___ SUPPLIED MATERIAL ___
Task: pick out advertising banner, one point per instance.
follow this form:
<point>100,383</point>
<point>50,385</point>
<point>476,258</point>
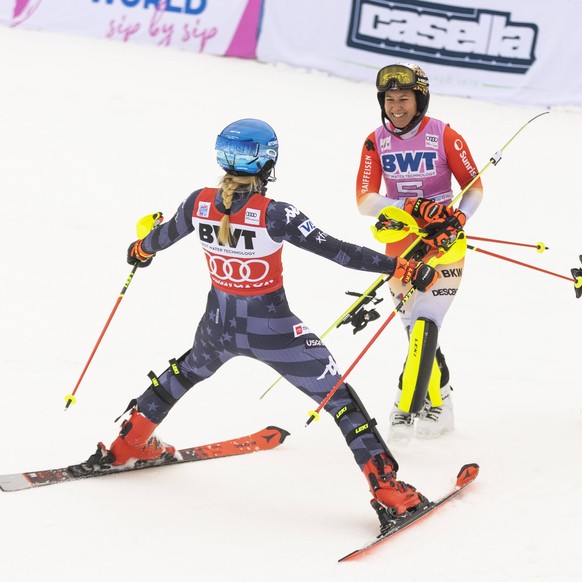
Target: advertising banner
<point>506,51</point>
<point>220,27</point>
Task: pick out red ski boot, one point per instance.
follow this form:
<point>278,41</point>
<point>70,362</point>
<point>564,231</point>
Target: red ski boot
<point>137,443</point>
<point>396,496</point>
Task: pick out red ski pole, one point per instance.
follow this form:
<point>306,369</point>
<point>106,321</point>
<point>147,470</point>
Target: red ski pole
<point>540,247</point>
<point>503,258</point>
<point>144,226</point>
<point>314,414</point>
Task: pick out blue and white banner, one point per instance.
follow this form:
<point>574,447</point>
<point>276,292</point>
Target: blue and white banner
<point>506,51</point>
<point>221,27</point>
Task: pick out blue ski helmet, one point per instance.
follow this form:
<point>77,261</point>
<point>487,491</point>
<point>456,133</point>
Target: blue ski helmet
<point>247,147</point>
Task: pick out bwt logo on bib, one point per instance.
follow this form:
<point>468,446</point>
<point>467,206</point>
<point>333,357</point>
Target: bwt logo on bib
<point>209,234</point>
<point>439,33</point>
<point>409,162</point>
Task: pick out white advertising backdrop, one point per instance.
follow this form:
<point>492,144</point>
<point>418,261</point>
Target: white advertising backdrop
<point>219,27</point>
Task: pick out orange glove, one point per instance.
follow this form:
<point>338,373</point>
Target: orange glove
<point>137,256</point>
<point>426,209</point>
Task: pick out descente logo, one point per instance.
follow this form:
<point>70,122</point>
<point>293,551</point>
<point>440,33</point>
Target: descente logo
<point>443,34</point>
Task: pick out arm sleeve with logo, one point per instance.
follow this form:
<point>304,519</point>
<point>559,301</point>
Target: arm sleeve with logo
<point>369,180</point>
<point>464,170</point>
<point>287,223</point>
<point>168,233</point>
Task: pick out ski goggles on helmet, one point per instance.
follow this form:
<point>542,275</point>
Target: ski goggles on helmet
<point>398,77</point>
<point>237,147</point>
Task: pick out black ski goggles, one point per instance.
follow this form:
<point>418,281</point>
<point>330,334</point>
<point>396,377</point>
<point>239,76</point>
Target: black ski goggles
<point>398,77</point>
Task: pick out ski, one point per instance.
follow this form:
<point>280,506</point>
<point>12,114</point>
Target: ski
<point>392,526</point>
<point>263,440</point>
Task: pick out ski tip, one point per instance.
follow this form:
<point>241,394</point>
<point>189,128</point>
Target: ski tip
<point>284,434</point>
<point>467,474</point>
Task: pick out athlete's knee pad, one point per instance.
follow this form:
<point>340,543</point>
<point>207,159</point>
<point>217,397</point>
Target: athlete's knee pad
<point>420,365</point>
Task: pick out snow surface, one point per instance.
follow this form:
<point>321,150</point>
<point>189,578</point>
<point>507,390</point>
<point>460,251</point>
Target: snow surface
<point>96,134</point>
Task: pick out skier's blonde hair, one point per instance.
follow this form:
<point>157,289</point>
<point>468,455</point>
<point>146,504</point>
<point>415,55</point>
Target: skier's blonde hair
<point>229,184</point>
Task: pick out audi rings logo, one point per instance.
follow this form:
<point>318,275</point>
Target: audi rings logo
<point>237,270</point>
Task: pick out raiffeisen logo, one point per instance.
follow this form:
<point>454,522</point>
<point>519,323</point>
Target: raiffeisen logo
___
§ **WHAT TO DO**
Take every line above that includes "raiffeisen" and list it.

§ **SOLVED PROBLEM**
Task: pick out raiffeisen logo, one point per instance.
Target: raiffeisen logo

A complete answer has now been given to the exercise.